INPUT RECORDS start

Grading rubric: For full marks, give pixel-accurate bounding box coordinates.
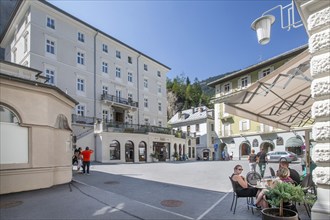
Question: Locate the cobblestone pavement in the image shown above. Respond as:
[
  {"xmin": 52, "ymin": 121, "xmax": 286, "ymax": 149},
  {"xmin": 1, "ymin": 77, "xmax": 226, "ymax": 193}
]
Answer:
[{"xmin": 0, "ymin": 160, "xmax": 310, "ymax": 220}]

INPUT RECORDS end

Tally how many lines of the material contain the string "ymax", and reply with that number alone.

3